_Testo fornito_:

Recuperate e studiate da una equipe di egittologi dell'Università L'Orientale, le mummie di gatto (quattro di specie libica, una di specie nilotica) risalgono a un periodo compreso tra il 390 avanti Cristo e il 170 avanti Cristo.

La mummia più lunga misura 56 centimetri, la più corta 31 centimetri. Il rito della religione egiziana prevedeva il sacrificio dei cuccioli come segno di devozione agli dèi. Pratica crudele eppure testimonianza precisa di culti lontani. Di questo genere di mummie, con la caratteristica dei tratti somatici dipinti a inchiostro, occhi rossi e neri, ce ne sono solo altre 25 in tutto il mondo. Questo però è l'unico gruppo di cinque esemplari di mummie di gatto in Italia. E di una in particolare, che ha la caratteristica di un motivo decorativo raro (losanghe a spina di pesce), esiste solo un'altra simile al mondo. Il maggior gruppo di conservazione di mummie di gatti al mondo si trova conservato al British Museum di Londra, nel Regno Unito.

_Cosa fare_:
Stabilisci se ciascuna affermazione concorda con il testo sulle mummie di gatto. Rispondi sì o no e cita alla lettera le parole del testo che lo decidono.
1. Delle mummie studiate, quattro sono di specie libica.
2. La mummia più corta misura 56 centimetri.
3. Il maggior gruppo di mummie di gatto al mondo è conservato in Italia.

_Materiale estratto_:

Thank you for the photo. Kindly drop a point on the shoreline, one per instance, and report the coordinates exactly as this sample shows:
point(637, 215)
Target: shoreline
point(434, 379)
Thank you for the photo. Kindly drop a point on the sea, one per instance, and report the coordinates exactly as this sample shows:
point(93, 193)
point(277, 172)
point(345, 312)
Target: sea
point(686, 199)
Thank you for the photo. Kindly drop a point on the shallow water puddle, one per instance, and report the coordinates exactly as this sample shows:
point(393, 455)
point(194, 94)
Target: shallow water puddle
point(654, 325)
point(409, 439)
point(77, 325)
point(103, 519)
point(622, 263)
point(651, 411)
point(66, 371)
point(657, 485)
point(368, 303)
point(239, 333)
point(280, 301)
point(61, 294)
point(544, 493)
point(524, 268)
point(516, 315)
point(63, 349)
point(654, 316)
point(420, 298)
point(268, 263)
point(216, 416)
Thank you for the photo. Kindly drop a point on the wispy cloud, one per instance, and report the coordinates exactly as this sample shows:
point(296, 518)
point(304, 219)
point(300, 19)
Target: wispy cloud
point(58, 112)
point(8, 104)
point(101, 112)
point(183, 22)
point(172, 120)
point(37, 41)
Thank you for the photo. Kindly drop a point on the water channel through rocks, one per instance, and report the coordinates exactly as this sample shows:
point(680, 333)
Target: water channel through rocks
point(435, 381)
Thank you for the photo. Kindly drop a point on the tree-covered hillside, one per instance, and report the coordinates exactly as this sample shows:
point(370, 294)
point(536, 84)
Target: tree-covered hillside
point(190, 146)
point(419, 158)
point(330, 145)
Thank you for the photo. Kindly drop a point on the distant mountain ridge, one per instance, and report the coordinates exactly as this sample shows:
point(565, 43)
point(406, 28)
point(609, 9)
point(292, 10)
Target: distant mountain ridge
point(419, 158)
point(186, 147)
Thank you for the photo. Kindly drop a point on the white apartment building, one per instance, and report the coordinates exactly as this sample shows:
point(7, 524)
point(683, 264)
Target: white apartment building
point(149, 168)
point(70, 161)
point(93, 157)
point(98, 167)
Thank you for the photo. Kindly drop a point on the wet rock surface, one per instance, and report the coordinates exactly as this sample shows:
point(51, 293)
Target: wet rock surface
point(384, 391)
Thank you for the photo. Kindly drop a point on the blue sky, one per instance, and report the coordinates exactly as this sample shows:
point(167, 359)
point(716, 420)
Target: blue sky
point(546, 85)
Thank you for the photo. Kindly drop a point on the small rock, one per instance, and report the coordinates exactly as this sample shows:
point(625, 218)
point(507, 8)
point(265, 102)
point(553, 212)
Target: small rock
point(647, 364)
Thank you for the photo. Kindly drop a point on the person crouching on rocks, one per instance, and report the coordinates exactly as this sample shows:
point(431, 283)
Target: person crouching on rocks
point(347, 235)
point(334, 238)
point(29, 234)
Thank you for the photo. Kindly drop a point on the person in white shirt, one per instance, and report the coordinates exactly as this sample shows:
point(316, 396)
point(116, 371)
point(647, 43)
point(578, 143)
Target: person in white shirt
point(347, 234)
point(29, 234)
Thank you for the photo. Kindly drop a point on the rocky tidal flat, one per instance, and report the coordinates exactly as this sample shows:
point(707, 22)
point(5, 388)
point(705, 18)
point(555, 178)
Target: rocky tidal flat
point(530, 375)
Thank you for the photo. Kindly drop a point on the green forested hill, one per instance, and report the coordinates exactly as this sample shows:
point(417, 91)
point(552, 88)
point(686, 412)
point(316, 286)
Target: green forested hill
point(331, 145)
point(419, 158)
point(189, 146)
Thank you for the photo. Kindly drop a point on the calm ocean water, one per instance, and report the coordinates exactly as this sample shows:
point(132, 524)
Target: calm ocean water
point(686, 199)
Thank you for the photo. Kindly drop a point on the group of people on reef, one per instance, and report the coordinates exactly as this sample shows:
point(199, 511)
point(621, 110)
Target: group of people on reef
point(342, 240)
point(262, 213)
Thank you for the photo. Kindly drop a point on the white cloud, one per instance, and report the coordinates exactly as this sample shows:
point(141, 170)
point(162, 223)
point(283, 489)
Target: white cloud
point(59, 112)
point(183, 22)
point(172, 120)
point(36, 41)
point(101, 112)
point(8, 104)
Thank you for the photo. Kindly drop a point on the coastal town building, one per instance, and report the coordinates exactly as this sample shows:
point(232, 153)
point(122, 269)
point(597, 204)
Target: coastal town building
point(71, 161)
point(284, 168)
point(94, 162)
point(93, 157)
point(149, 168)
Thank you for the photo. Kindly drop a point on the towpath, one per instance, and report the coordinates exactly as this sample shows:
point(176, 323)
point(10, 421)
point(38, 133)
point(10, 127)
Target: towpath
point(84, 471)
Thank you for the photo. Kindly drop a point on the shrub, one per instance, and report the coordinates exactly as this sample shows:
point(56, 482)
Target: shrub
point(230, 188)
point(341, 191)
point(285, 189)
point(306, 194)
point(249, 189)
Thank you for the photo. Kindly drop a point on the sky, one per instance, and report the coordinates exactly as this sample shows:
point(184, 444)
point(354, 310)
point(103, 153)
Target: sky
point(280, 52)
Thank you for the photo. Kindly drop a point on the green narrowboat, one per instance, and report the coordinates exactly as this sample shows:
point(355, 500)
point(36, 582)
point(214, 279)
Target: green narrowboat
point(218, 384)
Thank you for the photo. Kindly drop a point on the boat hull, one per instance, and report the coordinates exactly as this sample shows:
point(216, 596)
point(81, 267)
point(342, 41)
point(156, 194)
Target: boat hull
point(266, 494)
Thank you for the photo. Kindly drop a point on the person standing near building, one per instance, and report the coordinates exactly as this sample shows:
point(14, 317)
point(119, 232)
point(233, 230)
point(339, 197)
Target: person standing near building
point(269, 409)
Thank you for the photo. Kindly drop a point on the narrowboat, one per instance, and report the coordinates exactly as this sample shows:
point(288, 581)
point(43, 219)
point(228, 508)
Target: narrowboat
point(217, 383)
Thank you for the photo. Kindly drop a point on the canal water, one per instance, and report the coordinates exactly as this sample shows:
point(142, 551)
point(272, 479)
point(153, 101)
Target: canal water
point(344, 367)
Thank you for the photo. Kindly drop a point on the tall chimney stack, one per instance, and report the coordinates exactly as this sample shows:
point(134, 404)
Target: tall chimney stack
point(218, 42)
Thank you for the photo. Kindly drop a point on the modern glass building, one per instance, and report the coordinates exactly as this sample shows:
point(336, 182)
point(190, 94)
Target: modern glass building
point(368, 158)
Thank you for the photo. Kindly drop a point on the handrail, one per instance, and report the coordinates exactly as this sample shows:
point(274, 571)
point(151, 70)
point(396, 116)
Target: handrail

_Risposta_:
1. Sì: «quattro di specie libica, una di specie nilotica».
2. No: «la più corta 31 centimetri».
3. No: «Il maggior gruppo di conservazione di mummie di gatti al mondo si trova conservato al British Museum di Londra, nel Regno Unito».